- **WHAT TO WORK ON**: Set it all down exactly, every record and every line.

-- -- --

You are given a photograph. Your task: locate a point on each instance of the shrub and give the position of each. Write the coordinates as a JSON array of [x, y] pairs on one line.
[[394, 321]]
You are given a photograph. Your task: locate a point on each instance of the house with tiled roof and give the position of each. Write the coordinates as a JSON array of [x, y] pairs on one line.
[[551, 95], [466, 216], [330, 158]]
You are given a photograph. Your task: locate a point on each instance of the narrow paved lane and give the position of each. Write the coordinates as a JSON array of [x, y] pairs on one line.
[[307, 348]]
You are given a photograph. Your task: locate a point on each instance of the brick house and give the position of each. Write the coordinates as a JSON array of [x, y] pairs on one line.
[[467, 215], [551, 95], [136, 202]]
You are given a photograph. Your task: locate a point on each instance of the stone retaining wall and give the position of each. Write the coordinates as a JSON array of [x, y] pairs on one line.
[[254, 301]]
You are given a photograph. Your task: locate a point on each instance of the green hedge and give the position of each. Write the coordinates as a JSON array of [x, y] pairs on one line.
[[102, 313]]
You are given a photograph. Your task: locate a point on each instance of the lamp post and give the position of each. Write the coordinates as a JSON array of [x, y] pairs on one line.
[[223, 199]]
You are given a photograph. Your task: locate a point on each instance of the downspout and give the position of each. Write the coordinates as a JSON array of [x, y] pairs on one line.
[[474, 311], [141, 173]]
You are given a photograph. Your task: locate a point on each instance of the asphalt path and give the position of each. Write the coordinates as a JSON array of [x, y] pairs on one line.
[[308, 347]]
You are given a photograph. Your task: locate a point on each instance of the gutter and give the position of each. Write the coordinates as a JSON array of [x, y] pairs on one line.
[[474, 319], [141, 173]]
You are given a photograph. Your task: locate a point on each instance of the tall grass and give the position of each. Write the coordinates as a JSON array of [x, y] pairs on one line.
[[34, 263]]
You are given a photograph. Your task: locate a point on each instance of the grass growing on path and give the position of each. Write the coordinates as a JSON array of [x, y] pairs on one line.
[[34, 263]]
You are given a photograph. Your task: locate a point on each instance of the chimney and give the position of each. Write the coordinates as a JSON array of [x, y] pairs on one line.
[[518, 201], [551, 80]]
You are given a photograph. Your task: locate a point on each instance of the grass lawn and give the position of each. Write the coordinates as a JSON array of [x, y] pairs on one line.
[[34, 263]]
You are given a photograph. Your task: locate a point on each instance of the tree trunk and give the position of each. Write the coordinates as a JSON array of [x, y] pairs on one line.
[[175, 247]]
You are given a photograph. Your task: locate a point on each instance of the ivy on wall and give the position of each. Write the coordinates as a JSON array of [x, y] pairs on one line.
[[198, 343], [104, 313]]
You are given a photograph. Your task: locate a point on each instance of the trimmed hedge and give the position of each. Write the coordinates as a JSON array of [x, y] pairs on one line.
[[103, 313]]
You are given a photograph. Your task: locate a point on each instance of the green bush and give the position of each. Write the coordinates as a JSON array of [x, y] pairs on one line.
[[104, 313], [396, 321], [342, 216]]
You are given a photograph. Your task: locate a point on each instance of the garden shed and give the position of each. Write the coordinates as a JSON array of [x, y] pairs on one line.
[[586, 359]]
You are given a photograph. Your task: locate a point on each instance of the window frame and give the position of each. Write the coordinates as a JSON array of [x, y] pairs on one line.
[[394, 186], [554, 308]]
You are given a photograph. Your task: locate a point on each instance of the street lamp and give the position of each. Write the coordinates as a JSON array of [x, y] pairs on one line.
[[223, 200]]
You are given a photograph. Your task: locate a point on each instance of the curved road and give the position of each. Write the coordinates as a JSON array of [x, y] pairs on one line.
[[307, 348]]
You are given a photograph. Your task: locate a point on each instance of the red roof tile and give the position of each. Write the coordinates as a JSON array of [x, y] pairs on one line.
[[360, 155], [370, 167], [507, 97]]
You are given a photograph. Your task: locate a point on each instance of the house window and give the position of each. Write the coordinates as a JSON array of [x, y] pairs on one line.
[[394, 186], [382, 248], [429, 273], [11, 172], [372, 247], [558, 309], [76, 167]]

-- -- --

- **EXERCISE RESULT**:
You are given a photograph. Your task: locate a point on each instance of the shrub and give the position of each. Write the coordinates as a JSON array of [x, y] pairs on one line.
[[394, 321]]
You are given a photograph. Your task: locate a point on each instance of the house with tiled roof and give the position of each. Write the coordinates as a JSON array of [x, y] pairs on one line.
[[551, 95], [466, 216], [330, 158]]
You are given a photograph. Your task: locate a point on each instance of the narrow paved lane and give the position of each. Write the coordinates as a JSON array of [x, y] pairs on one line.
[[307, 348]]
You are given a photograph. Your task: locate a point on each instance of the brick house and give the position of each. Write the coordinates as a JSON array of [x, y] pairs on one line.
[[467, 215], [551, 95], [136, 202]]
You are given a photograph. Your task: locate a point on each instance of the stone retaining wall and give the position of each. Write the coordinates as a JSON array of [x, y] pairs on one line.
[[254, 301]]
You are given a photograph. Your task: locate a point on each instance of the green hedge and give the position of each. Write the coordinates as a JSON array of [x, y] pairs on one line.
[[102, 313]]
You are given a photograph. Your task: locate a point on each instance of the lamp post and give the position of each. Write the coordinates as a JSON array of [x, y] pairs on one line.
[[223, 199]]
You are given a photograph. Your task: locate a point on each instance of the downspout and give the position of each. Write the coordinates as a JSON array of [x, y] pairs on one line.
[[474, 311], [141, 173]]
You are given a photograph. Your task: locate a point on each instance of the asphalt path and give the position of each. Write the coordinates as a JSON array of [x, y] pairs on one line.
[[308, 347]]
You are given a photograph. Your task: locate a point on each instance of the gutter and give the position of each. Write the coordinates as a JSON array of [x, y] pairs on one line.
[[474, 319], [141, 173]]
You are given a photograph. Your task: locate a point on each instance of the tall grass and give the position of each. Write the coordinates as a JSON array of [x, y] pairs on one line.
[[34, 263]]
You are given a photograph. Your task: locate a point on each instance of the grass growing on path and give the position of each. Write the coordinates as a JSON array of [x, y] pairs on one line.
[[34, 263]]
You are given a photograph. Your task: locate a point on each instance of the chimney and give the position of each. Write the coordinates as a JSON array of [x, y] pairs on one line.
[[518, 201], [551, 80]]
You are given a photograph. Your task: locate a point on each instance of the grass lawn and give the position of each. Write the coordinates as a JSON array of [x, y] pairs on one line.
[[34, 263]]
You are given a photograph. Your task: locate a point on each instance of the tree trunk and give the position of each. Write the coordinates as a JSON array of [x, y] pairs on one line.
[[175, 247]]
You are given a photograph. Your task: locate a point on each instance of the ivy on wall and give the position of each. Write the coordinates as a JSON array of [x, y] pairs on one line.
[[198, 343], [104, 313]]
You are given a photograph. Your task: locate a point on each instance of the trimmed hedge and give the position of each. Write the coordinates as a JSON array of [x, y] pairs on one line.
[[103, 313]]
You are given a photograph. Your task: locate a point on each instance of the green bush and give the position of each. Write the coordinates as a JSON array of [x, y] pairs on one line.
[[104, 313], [396, 321], [342, 216]]
You are given a photograph. Your task: locate a point on each instance of the garden shed and give the position of each. Write the coordinates as a JSON array of [x, y] pairs on one line.
[[586, 359]]
You are given a photograph. Your task: locate a point on each instance of the window frame and give the position of each. Write the coordinates as a JSON array of [x, y] pairs on one line.
[[394, 186], [554, 308]]
You are given a photograph. Your task: locate a point on each instance of the street lamp and give the position of each. Write the coordinates as a JSON array of [x, y] pairs on one line.
[[223, 200]]
You are given a photograph. Your task: locate a point on each instance of the curved road and give the position of each. Write the coordinates as a JSON array of [x, y] pairs on one line.
[[307, 348]]
You are given a photograph. Your task: locate a point on each instance of the red roof tile and give the position of each. Write the coordinates as a JSON array of [x, y] pairs on one line.
[[360, 155], [370, 167], [507, 97]]
You are given a photograph. Your task: locate a point on each instance of the house window and give the position of each. Write the coordinates as a JSON array of [x, y] pairs on one line.
[[394, 186], [382, 248], [429, 273], [11, 172], [372, 247], [558, 309], [76, 167]]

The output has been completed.